▸ WORK ORDER
Each record below must be written out exactly as given.

▸ ENTRIES SUPPLIED

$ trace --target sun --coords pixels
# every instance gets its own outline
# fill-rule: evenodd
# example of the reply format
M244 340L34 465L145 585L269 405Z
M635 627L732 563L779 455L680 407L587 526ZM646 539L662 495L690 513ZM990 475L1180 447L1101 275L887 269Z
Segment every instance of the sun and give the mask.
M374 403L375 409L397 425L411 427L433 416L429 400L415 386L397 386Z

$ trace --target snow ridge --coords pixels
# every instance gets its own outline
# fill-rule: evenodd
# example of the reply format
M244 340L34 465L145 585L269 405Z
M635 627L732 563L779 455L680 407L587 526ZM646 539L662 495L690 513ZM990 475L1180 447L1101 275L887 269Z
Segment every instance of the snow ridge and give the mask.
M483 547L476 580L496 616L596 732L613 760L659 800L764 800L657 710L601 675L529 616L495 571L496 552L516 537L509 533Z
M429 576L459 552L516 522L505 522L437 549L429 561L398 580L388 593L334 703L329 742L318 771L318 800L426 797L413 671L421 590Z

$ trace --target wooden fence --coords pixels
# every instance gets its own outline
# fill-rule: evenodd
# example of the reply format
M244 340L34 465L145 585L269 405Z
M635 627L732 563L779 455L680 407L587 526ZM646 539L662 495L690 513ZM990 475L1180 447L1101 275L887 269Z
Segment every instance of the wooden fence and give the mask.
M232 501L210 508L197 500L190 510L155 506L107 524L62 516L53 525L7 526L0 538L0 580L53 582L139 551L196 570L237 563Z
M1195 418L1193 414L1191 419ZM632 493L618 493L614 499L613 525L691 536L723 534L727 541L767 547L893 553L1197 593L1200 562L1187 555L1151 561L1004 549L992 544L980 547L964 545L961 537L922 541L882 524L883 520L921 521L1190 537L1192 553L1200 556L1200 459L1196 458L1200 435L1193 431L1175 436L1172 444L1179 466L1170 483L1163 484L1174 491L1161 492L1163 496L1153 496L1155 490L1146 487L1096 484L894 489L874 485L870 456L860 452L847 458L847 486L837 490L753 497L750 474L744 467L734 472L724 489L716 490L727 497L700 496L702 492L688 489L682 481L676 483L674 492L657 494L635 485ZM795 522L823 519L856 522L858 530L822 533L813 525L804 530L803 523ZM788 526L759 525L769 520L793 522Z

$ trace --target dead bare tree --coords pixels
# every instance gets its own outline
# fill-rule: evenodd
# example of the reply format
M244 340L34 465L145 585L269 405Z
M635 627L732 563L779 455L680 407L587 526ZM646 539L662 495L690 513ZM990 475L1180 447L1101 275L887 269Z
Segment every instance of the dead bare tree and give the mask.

▸ OUTPUT OF THE EXERCISE
$ trace --target sun --coords pixels
# every instance gets its own outline
# fill-rule: evenodd
# example of the reply format
M244 340L34 465L145 585L269 405Z
M635 627L732 563L779 455L680 407L587 526ZM646 539L662 495L690 513ZM990 475L1180 447L1101 275L887 269Z
Segment every instance of the sun and give the mask.
M374 403L375 409L397 425L411 427L433 416L429 400L415 386L397 386Z

$ trace --target snow ridge --coords pixels
# every instance gets its own outline
# fill-rule: evenodd
# example of the reply format
M244 340L34 465L145 585L269 405Z
M635 627L732 563L779 455L680 407L587 526ZM646 539L662 495L690 513ZM990 475L1180 447L1101 275L887 269Z
Segment every instance of the snow ridge and give the mask.
M483 547L476 580L496 616L596 732L613 760L659 800L764 800L657 710L601 675L529 616L495 571L496 552L516 537L509 533Z
M429 576L459 552L516 522L505 522L437 549L429 561L398 580L388 593L334 703L329 742L318 771L318 800L426 797L413 671L421 590Z

$ trace --target wooden fence --coords pixels
# every instance gets its own outline
# fill-rule: evenodd
# example of the reply format
M244 340L34 465L145 585L269 405Z
M635 627L732 563L779 455L680 407L587 526ZM646 539L662 495L690 513ZM990 475L1180 447L1101 275L887 269Z
Segment every instance of the wooden fence and give the mask.
M232 501L210 508L197 500L190 510L155 506L107 524L62 516L53 525L7 526L0 538L0 580L53 582L139 551L196 570L237 563Z
M1195 418L1193 414L1191 419ZM632 493L618 493L614 499L613 525L691 536L723 534L727 541L767 547L893 553L1197 593L1200 562L1187 555L1151 561L1004 549L992 544L980 547L964 545L961 537L922 541L882 524L883 520L921 521L1190 537L1192 553L1200 556L1200 459L1196 458L1200 435L1193 431L1175 436L1172 444L1179 466L1170 483L1163 484L1174 491L1161 492L1163 496L1153 496L1155 490L1146 487L1096 484L894 489L874 485L870 456L860 452L847 458L847 486L837 490L753 497L750 474L744 467L734 472L724 489L716 490L727 497L700 496L702 492L688 489L682 481L676 483L674 492L657 494L635 485ZM795 522L823 519L856 522L858 530L822 533L813 525L804 530L803 523ZM788 526L759 525L769 520L793 522Z

$ trace --target dead bare tree --coords pixels
# every instance gets its own outline
# fill-rule: evenodd
# example of the reply format
M244 340L34 465L145 585L269 405Z
M635 627L732 563L779 455L680 407L587 526ZM646 539L662 495L690 513ZM990 475L1180 447L1101 275L887 269Z
Segment every instance of the dead bare tree and give the mask.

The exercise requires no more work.